*Data*
=======

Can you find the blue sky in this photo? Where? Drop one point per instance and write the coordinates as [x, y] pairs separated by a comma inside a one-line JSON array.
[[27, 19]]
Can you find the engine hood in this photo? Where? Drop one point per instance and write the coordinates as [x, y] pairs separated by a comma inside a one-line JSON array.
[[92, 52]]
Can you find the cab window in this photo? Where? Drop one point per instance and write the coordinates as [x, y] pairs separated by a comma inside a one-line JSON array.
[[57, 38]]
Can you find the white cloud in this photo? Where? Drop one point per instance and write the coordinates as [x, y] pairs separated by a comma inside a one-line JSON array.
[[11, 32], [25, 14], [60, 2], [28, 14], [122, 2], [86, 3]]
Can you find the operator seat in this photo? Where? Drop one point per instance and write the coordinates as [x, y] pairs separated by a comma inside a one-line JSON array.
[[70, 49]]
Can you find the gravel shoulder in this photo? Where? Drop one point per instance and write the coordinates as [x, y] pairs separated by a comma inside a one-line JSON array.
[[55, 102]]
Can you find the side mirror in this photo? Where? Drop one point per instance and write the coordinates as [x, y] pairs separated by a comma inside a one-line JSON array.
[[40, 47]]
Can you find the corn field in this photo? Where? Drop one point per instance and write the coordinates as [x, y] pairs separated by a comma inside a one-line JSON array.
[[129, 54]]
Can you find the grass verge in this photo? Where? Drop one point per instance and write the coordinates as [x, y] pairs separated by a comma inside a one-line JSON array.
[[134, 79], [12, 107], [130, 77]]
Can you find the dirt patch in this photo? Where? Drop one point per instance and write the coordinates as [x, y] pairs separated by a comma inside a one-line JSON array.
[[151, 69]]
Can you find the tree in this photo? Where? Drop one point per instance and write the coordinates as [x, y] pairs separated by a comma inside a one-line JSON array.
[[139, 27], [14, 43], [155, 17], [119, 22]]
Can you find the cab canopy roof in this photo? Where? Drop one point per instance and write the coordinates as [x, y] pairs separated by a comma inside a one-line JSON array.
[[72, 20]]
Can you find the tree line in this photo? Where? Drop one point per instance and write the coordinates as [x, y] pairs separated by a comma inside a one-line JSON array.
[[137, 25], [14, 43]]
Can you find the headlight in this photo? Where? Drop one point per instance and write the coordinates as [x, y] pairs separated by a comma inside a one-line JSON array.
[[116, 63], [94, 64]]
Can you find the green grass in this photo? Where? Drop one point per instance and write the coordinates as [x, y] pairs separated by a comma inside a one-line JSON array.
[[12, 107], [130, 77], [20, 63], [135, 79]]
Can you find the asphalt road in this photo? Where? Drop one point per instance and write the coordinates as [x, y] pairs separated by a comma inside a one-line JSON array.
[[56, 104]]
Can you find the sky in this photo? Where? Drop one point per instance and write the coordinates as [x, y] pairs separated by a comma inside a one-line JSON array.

=======

*Task item*
Retype the listing above without a single difference.

*Response to the exercise*
Can you find the blue sky in this photo? Where? Drop one point per instance and write the coordinates as [x, y] pairs separated by a comma inside a one-line JSON array.
[[27, 19]]
Can you find the engine hood in this photo? Where? Drop one point per instance and write the coordinates as [x, y] pairs separated by a comma inside a one-line JSON array.
[[92, 52]]
Can you find the cab window in this photo? Where? Drop one point per instance and write the coordinates as [x, y] pairs separated by a comma inside a one-line JSON array.
[[57, 38]]
Can you find the white cloud in this photo? Where? Drop one point per instance and write the coordinates as [x, y] pairs separated by a comma inside a one-line JSON array.
[[11, 32], [25, 14], [60, 2], [28, 14], [122, 2], [86, 3]]
Can you find the operator seat in this photo? Where? Drop one point per instance and write the coordinates as [x, y] pairs separated by a comma inside a one-line JSON array.
[[70, 49]]
Can you find the gravel shoulder in this photo? Where? Drop one point per instance and write the coordinates as [x, y] pairs separated by a comma inside a one-line JSON array.
[[55, 102]]
Can you find the side mirror in this photo? Where? Drop one point per instance and write the coordinates as [x, y] pairs separated by a comma inside a one-line JSON array.
[[40, 47]]
Can you find the corn field in this photo? Where? Drop one point per instance and write the coordinates as [x, y] pairs separated by a comma inside a one-line JSON array.
[[129, 54]]
Can you find the grass verge in this photo? Where? Drop one point per instance and write the coordinates as [x, y] pairs separated by a comma inside a one-line JSON array.
[[134, 79], [12, 107], [130, 77]]
Can you find the dirt patch in this photo? Where? Drop one point per instance and write the coordinates as [x, y] pairs separated by a comma inside a one-line JSON array.
[[151, 69]]
Can you find the tree in this photo? Where? Drop one point per instance and write the coordinates as [x, y] pairs separated by a comma inside a one-line JSON array.
[[139, 27], [14, 43], [155, 17], [119, 22]]
Can you find the cab canopy roof in this photo? Where? Drop one point per instance and write the coordinates as [x, y] pairs separated by a comma inside a one-line JSON array.
[[72, 20]]
Can you find the tree line in this photo? Where? Drop one point per instance and write the coordinates as [x, y] pairs separated by a comma inside a one-line JSON array.
[[137, 25], [14, 43]]
Can you find the headlight in this photo? Where? Drop one point per instance and write the coordinates as [x, y] pairs separated by a comma inside a one-line JSON array.
[[116, 63], [94, 64]]
Can you find the green grass in this photo? Where? Drop one point per instance and write the coordinates as [x, y] pairs separated by a comma inside a one-line JSON array.
[[12, 107], [130, 77], [20, 63], [135, 79]]
Can you find the asphalt road in this photo? Where? Drop one point per instance and write the coordinates as [x, y] pairs separated by a comma inside a one-line JSON array.
[[56, 104]]
Can you find the sky in this photo? Where? Drop one point per instance and write the coordinates as [x, y] pairs separated by a comma inside a one-line JSON array.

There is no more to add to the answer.